PROBLEM
Reproduce all of the entries below verbatim, line by line.

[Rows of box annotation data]
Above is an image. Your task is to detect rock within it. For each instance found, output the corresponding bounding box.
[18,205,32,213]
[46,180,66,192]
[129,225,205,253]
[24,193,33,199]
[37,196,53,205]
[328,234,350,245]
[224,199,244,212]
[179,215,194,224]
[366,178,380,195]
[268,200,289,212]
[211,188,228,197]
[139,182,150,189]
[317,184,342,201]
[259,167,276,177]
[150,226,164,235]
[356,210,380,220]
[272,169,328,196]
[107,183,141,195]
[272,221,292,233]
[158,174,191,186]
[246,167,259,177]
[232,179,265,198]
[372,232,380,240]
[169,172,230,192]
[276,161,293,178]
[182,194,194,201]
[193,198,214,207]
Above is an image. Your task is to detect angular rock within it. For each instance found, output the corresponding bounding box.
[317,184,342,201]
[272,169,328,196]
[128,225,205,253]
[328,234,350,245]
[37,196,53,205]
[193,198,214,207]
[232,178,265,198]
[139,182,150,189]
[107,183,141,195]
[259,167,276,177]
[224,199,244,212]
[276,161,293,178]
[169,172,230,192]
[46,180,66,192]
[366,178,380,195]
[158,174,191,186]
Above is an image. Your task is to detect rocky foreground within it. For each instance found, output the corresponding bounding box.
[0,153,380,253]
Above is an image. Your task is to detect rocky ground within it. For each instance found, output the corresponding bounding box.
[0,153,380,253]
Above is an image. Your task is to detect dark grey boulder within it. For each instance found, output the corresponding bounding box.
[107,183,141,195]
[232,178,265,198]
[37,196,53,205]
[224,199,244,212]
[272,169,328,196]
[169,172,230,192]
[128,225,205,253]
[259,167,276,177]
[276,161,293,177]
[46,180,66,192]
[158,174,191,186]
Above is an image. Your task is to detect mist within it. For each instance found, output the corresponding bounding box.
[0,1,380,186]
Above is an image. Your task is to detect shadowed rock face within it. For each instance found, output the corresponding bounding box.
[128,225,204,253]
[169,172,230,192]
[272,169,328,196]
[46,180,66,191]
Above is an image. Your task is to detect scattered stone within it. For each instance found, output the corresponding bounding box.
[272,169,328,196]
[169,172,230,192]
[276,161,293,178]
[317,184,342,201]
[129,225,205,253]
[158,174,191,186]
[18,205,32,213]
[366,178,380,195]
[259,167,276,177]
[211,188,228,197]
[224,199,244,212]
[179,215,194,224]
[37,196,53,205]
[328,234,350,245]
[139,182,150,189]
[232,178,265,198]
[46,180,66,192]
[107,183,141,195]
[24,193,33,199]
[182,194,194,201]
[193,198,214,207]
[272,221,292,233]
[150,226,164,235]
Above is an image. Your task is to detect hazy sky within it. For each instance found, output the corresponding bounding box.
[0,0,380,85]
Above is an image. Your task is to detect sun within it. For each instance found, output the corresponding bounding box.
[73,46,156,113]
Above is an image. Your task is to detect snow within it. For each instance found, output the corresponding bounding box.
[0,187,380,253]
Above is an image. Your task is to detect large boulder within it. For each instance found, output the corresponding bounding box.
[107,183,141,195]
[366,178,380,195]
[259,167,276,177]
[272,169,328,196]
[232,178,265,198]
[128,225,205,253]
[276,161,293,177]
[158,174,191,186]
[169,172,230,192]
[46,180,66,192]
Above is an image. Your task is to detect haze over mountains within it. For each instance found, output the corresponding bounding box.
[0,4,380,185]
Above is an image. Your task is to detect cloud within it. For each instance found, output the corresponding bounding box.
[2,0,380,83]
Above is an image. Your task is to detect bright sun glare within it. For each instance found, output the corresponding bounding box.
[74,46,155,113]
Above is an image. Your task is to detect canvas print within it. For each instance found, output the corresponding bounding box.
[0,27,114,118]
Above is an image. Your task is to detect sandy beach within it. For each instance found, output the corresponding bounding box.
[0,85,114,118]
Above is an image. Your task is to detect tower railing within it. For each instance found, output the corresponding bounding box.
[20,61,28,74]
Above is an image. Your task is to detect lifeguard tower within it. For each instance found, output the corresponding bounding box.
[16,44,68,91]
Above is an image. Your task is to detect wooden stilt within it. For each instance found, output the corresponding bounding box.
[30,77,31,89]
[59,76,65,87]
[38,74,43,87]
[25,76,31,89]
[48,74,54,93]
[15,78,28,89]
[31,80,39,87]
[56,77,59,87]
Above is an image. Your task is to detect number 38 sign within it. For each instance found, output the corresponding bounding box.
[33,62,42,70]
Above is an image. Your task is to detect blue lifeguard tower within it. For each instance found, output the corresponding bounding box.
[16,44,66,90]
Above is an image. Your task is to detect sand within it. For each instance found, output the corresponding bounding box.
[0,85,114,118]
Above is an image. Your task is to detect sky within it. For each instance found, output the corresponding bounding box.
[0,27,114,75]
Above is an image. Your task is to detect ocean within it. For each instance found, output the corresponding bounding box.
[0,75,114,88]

ANSWER TO THIS TASK
Above is an image. Your task is to detect rock within it. For each instance found, output the corresponding bounding box.
[18,205,32,213]
[46,180,66,192]
[129,225,205,253]
[24,193,33,199]
[37,196,53,205]
[328,234,350,245]
[224,199,244,212]
[179,215,194,224]
[366,178,380,195]
[268,200,289,212]
[211,188,228,197]
[139,182,150,189]
[317,184,342,201]
[259,167,276,177]
[150,226,164,235]
[356,210,380,220]
[272,169,328,196]
[107,183,141,195]
[272,221,292,233]
[158,174,191,186]
[246,167,259,177]
[232,179,265,198]
[372,232,380,240]
[169,172,230,192]
[276,161,293,178]
[182,194,194,201]
[193,198,214,207]
Above is an image. Your task is to detect angular rock within it. For each instance found, output the corresponding bounding box.
[317,184,342,201]
[272,169,328,196]
[128,225,205,253]
[328,234,350,245]
[37,196,53,205]
[193,198,214,207]
[232,178,265,198]
[139,182,150,189]
[107,183,141,195]
[259,167,276,177]
[224,199,244,212]
[276,161,293,178]
[169,172,230,192]
[46,180,66,192]
[366,178,380,195]
[158,174,191,186]
Above is an image. Your task is to detect rocky foreground within it. For each instance found, output the corresponding bounding box.
[0,153,380,253]
Above is an image. Your task is to detect rocky ground within it. For each instance found, output the corresponding bounding box.
[0,153,380,253]
Above is an image. Your task is to detect dark grey boulder within it. For each instance found, output the corresponding bounding box.
[107,183,141,195]
[232,178,265,198]
[37,196,53,205]
[224,199,244,212]
[272,169,328,196]
[169,172,230,192]
[128,225,205,253]
[259,167,276,177]
[276,161,293,177]
[46,180,66,192]
[158,174,191,186]
Above is an image. Your task is to detect mist within it. For each instance found, output the corresponding bounding box.
[0,1,380,186]
Above is an image. Your task is to detect shadowed rock face within it. For each instance found, output the corresponding bounding box.
[128,225,204,253]
[169,172,230,192]
[272,169,328,196]
[46,180,66,191]
Above is an image. Your task is to detect scattered stone within it. For each instance found, output the corresponding bounding box.
[272,169,328,196]
[169,172,230,192]
[276,161,293,178]
[317,184,342,201]
[129,225,205,253]
[158,174,191,186]
[18,205,32,213]
[366,178,380,195]
[259,167,276,177]
[211,188,228,197]
[224,199,244,212]
[179,215,194,224]
[37,196,53,205]
[328,234,350,245]
[139,182,150,189]
[232,178,265,198]
[46,180,66,192]
[107,183,141,195]
[24,193,33,199]
[182,194,194,201]
[193,198,214,207]
[272,221,292,233]
[150,226,164,235]
Above is an image. Your task is to detect hazy sky within it. For each instance found, output the corresponding bounding box.
[0,0,380,85]
Above is an image. Your task is to detect sun within it. For each instance found, output the corresponding bounding box.
[73,46,156,113]
Above is an image. Your task is to detect snow within it. For each instance found, output the corresponding bounding box.
[0,187,380,253]
Above is an image. Your task is to detect large boulder within it. For each instance found, output the corresponding bounding box.
[107,183,141,195]
[366,178,380,195]
[259,167,276,177]
[272,169,328,196]
[232,178,265,198]
[128,225,205,253]
[276,161,293,177]
[158,174,191,186]
[169,172,230,192]
[46,180,66,192]
Above is an image. Your task is to detect haze over mountains within it. For each instance found, output the corresponding bounding box.
[0,4,380,185]
Above is an image. Your task is to detect cloud within it. For each instance found, output the corresponding bounding box.
[2,0,380,83]
Above is an image. Your task is to detect bright sun glare within it. For each instance found, output the corresponding bounding box.
[74,46,155,113]
Above is an image. Your task is to detect canvas print within it. For each instance found, output the corresponding bounding box.
[0,27,114,118]
Above is an image. Your task is to detect sandy beach within it. For each instance found, output the corresponding bounding box.
[0,85,114,118]
Above is an image. Your task is to detect tower railing within it. For each instance found, output the corresponding bounding box.
[20,61,28,74]
Above is an image. Your task is to detect lifeguard tower within it. For each instance found, output the corresponding bounding box.
[16,44,68,91]
Above is an image. Your task is to detect wooden stilt within it. For each instance found, output the corresponding bounding box.
[30,77,31,89]
[59,76,65,87]
[38,74,43,87]
[25,76,31,89]
[48,74,54,93]
[15,78,28,89]
[31,80,39,87]
[56,77,59,87]
Above is an image. Your task is to detect number 38 sign within it. For each instance found, output the corresponding bounding box.
[33,62,42,70]
Above is an image. Your task is to detect blue lifeguard tower within it. For each instance found, output the corresponding bounding box.
[16,44,66,90]
Above is an image. Your task is to detect sand within it. For each instance found, output the corresponding bounding box.
[0,85,114,118]
Above is an image. Your task is to detect sky within it. For each instance found, output the corresponding bounding box.
[0,27,114,75]
Above is an image. Your task is to detect ocean within it. For each instance found, output the corresponding bounding box.
[0,75,114,88]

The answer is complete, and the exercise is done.